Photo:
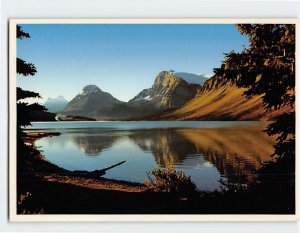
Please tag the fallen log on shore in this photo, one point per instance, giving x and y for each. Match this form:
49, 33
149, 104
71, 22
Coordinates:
95, 173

## PROMPT
Give back exactly the lines from the one with "Please tag the" through the final line of the material, both ends included, and no others.

## WRITTEN RESPONSE
Please tag the fallen log on shore in this photo, one point per instance, giving x and y for each. Match this form:
49, 33
149, 104
71, 22
Coordinates:
95, 173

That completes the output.